Work to complete -
[1] According to the reply in the HDFS replica error thread, what fixed the problem?
[2] Retype the part of the HDFS replica error thread starting at "We have a scenario" and ending at "then call close.".

Begin Selection

1
votes

Failed to place enough replicas: expected size is 1 but only 0 storage types can be selected (replication=1, selected=[], unavailable=[DISK], removed=[DISK], policy=BlockStoragePolicy

{HOT:7, storageTypes=[DISK], creationFallbacks=[], replicationFallbacks=[ARCHIVE]}

We have a scenario where there are multiple hdfs files being written (order of 500-1000 files - at most 10-40 such files written concurrently) -- we don't call close immediately on each file for every write -- but keep writing till end and then call close.

It seems that sometimes we get the above error - and the write fails. We have set hdfs retries to 10 - but that does not seem to help.

We also increased dfs.datanode.handler.count to 200 - that did sometime helped but not always. a) Would increasing dfs.datanode.handler.count help here? even if 10 are written concurrently.. b) What should be done so that we don't get error at application level -- as such hadoop monitoring page indicates that disks are healthy - but from the warning message, it did seemed that sometimes disks were not available -- org.apache.hadoop.hdfs.server.blockmanagement.BlockPlacementPolicy: Failed to place enough replicas, still in need of 1 to reach 1 (unavailableStorages=[DISK], storagePolicy=BlockStoragePolicy

{HOT:7, storageTypes=[DISK], creationFallbacks=[], replicationFallbacks=[ARCHIVE]} , newBlock=true) All required storage types are unavailable: unavailableStorages=[DISK], storagePolicy=BlockStoragePolicy

Assuming that above happens only when we find failures to disks -- we also tried setting dfs.client.block.write.replace-datanode-on-failure.enable to false, so that for temporary failures, we don't get errors. But it does not seem to help either.

Any further suggestions here?

1

1 Answers

0
votes

In my case this was fixed by opening the firewall port 50010 for the datanodes (on Docker)

End Selection
Begin Record excerpts

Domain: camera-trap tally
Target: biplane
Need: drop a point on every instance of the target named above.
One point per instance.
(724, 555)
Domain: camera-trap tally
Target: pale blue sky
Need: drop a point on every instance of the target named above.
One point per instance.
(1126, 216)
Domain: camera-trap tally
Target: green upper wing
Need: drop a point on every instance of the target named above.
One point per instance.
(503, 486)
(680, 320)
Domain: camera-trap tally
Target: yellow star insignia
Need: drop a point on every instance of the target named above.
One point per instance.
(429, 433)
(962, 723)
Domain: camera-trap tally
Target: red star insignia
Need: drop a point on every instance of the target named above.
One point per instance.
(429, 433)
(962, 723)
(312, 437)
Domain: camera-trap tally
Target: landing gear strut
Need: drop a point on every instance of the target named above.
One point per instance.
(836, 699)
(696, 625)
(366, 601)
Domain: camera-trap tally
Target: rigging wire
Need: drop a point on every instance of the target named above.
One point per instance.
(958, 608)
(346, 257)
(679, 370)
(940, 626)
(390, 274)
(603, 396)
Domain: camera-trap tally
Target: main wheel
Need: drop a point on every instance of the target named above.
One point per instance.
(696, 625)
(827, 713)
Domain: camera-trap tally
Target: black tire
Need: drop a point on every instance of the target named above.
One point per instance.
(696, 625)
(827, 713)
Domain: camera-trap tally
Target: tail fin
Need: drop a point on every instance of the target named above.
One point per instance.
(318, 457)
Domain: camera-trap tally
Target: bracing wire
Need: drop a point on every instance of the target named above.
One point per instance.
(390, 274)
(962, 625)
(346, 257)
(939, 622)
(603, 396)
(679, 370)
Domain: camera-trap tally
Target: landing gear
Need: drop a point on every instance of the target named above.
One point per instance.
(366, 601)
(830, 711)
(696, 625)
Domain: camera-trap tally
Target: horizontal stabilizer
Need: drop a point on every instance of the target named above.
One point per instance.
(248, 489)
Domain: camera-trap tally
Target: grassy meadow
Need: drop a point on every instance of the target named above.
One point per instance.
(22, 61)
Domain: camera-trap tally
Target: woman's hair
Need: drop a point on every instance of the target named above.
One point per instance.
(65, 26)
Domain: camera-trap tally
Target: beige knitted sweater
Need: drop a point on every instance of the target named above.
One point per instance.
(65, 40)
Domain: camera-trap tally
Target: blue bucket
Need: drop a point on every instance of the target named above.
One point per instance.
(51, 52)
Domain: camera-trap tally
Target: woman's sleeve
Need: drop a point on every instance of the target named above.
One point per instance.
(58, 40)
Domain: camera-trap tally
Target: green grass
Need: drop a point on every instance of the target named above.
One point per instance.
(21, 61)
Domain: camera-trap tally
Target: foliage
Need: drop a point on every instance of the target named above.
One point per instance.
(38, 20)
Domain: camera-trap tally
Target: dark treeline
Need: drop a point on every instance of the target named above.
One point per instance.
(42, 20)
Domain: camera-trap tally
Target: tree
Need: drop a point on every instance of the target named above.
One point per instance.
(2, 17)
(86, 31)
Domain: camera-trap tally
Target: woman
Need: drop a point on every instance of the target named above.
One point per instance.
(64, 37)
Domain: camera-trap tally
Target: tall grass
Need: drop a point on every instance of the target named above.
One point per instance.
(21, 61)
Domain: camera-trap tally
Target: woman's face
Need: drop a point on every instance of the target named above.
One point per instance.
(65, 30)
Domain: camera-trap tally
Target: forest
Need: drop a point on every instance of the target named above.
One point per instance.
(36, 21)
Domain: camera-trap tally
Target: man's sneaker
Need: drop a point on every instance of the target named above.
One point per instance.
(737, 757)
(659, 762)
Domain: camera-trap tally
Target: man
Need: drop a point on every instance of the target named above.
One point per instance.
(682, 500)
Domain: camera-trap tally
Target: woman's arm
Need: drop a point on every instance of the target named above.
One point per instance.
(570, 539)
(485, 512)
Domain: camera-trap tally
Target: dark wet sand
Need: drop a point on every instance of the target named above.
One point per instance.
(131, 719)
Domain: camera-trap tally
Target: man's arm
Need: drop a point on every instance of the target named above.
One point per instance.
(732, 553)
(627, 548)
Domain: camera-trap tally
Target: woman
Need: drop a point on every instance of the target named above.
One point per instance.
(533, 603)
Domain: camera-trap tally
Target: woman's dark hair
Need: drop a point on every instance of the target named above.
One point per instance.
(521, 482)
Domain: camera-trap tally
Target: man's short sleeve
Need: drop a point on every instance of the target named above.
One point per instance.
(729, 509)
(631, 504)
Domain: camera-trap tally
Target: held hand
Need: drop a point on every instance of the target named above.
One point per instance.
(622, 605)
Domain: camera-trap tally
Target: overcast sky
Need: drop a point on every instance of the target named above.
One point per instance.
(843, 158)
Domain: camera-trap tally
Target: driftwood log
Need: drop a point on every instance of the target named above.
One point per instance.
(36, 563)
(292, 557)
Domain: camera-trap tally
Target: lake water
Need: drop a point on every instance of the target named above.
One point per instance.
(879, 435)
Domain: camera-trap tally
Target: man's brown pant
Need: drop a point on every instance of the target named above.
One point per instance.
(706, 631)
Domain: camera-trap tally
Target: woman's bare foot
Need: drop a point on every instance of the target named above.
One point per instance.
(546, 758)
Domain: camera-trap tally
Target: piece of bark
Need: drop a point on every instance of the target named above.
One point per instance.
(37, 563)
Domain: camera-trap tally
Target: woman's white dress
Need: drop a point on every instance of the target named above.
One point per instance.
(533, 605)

End Record excerpts

Answers to the exercise -
[1] Opening firewall port 50010 for the datanodes (on Docker).

[2]
We have a scenario where there are multiple hdfs files being written (order of 500-1000 files - at most 10-40 such files written concurrently) -- we don't call close immediately on each file for every write -- but keep writing till end and then call close.